CONSEGNA 1 → Riporta alla lettera il passo del brano sulla custodia del creato che comincia con "Il past. Romano" e prosegue fino a "forma di antropocentrismo.".
CONSEGNA 2 → Nel brano sulla custodia del creato, indica le tre cose che, secondo il pastore, non sono un cruccio solo nostro ma un impegno assunto da Dio.

Anche di fronte ai danni e alle ferite inferte al creato dall’umanità, il pastore ha affermato che non tutto dipende da noi. La fede nel Dio creatore è un antidoto a ogni pessimismo e idolatria. “Che Dio non possa intervenire chi l’ha detto? Nel Salmo 104 e 93 si afferma che la creazione è presa in cura da Dio. Dio è costantemente addetto alla protezione, questo non funge da alibi per non militare sul versante dell’impegno ecologico, ma mi offre una speranza, mi dice che la salvezza non è solo il sogno mio, delle Chiese, del Sae, dei Verdi, ma è il sogno di Dio, e se aspettiamo nuovi cieli e nuova terra non è perché quelli attuali devono andare in macerie, ma c’è una trasfigurazione di Dio che ogni cosa recupera. Credo che questo lavorare e custodire il creato sia un mandato affidato a noi, ma al tempo stesso è un mandato che svolgiamo nella consapevolezza che l’intelligenza, la dedizione e la l’amore per il creato non sono un cruccio solo nostro, ma un preciso impegno che Dio ha assunto con la sua creazione”.

Il past. Romano ha l’impressione, a volte, che dietro a un’eccessiva chiamata a salvare il mondo si celi potenzialmente un’altra forma di antropocentrismo.

Voci di dati salvate
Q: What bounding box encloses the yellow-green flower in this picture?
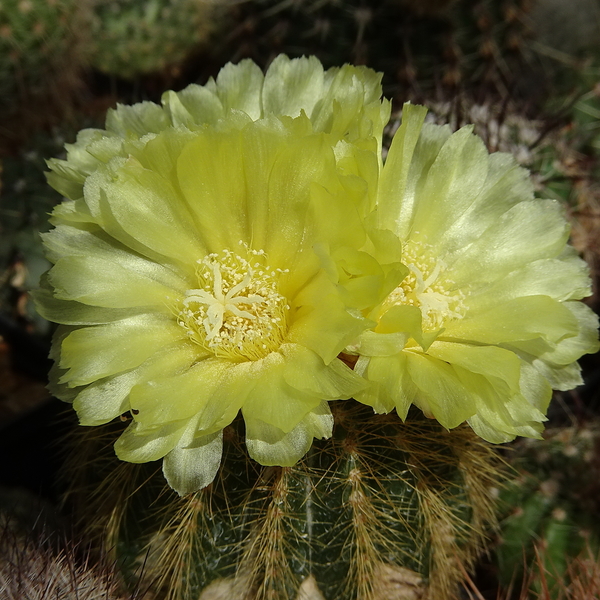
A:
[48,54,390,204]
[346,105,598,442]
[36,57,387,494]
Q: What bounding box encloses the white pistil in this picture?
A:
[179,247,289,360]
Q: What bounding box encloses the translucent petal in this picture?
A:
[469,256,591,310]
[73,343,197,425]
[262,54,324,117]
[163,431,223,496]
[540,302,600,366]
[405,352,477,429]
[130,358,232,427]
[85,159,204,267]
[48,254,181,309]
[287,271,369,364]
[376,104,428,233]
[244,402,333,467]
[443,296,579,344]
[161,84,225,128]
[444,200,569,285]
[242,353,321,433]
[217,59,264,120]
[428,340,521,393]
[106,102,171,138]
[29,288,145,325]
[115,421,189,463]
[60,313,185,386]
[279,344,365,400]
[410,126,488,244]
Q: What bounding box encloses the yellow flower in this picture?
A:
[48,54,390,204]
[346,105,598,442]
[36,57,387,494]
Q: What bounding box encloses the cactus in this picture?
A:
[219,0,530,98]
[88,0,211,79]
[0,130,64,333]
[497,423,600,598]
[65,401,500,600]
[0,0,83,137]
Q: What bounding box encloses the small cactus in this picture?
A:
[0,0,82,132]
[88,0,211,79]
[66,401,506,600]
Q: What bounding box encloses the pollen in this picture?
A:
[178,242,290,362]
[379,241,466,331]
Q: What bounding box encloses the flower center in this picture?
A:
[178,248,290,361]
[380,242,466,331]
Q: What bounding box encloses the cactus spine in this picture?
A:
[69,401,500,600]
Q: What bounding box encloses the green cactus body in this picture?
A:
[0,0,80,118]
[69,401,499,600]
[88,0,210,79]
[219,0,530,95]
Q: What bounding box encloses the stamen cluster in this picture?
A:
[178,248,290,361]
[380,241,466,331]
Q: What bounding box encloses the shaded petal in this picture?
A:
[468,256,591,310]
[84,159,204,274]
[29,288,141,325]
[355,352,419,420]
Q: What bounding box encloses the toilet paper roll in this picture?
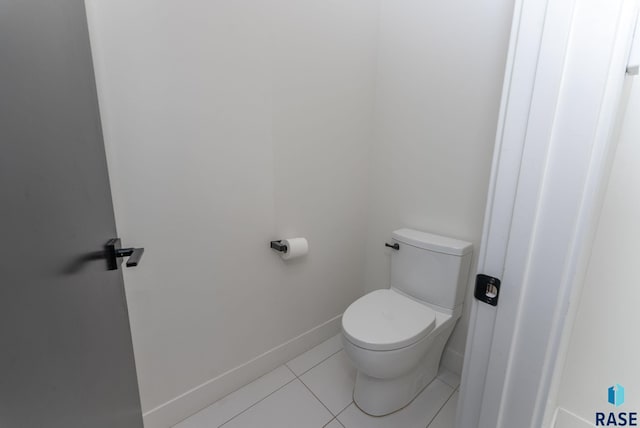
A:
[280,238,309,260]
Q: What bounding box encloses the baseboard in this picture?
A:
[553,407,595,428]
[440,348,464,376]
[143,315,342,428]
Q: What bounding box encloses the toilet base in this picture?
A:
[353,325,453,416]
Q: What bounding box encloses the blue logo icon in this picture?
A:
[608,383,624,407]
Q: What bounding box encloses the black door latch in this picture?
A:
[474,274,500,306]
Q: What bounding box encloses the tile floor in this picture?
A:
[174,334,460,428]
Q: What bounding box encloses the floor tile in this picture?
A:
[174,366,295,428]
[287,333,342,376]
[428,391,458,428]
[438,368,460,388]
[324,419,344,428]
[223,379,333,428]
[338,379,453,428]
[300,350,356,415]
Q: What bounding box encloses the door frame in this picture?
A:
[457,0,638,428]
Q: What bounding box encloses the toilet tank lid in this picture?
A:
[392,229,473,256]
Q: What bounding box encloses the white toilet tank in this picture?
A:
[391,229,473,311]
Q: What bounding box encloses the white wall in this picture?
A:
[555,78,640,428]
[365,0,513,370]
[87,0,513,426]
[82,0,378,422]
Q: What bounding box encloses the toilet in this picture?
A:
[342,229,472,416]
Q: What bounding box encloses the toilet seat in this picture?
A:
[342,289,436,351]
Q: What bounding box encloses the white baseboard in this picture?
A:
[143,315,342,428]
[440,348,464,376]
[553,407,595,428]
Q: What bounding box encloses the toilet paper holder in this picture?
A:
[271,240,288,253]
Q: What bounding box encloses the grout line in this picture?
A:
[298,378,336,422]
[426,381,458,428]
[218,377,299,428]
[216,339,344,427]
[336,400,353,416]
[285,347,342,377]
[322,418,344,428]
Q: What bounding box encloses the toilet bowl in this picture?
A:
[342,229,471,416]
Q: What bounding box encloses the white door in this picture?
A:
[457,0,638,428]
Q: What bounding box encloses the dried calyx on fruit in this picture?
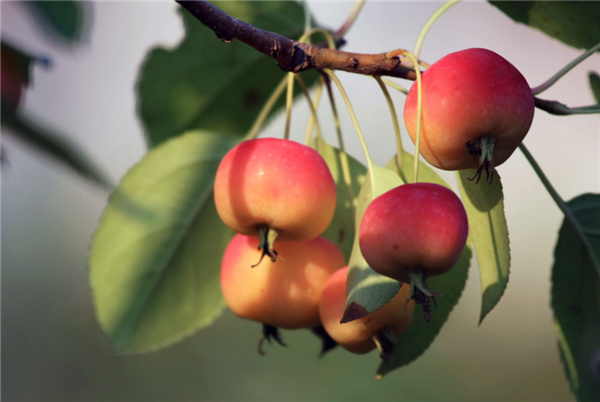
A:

SOLUZIONE SCRITTA 1 →
Il past. Romano ha l’impressione, a volte, che dietro a un’eccessiva chiamata a salvare il mondo si celi potenzialmente un’altra forma di antropocentrismo.

SOLUZIONE SCRITTA 2 → L'intelligenza, la dedizione e l'amore per il creato.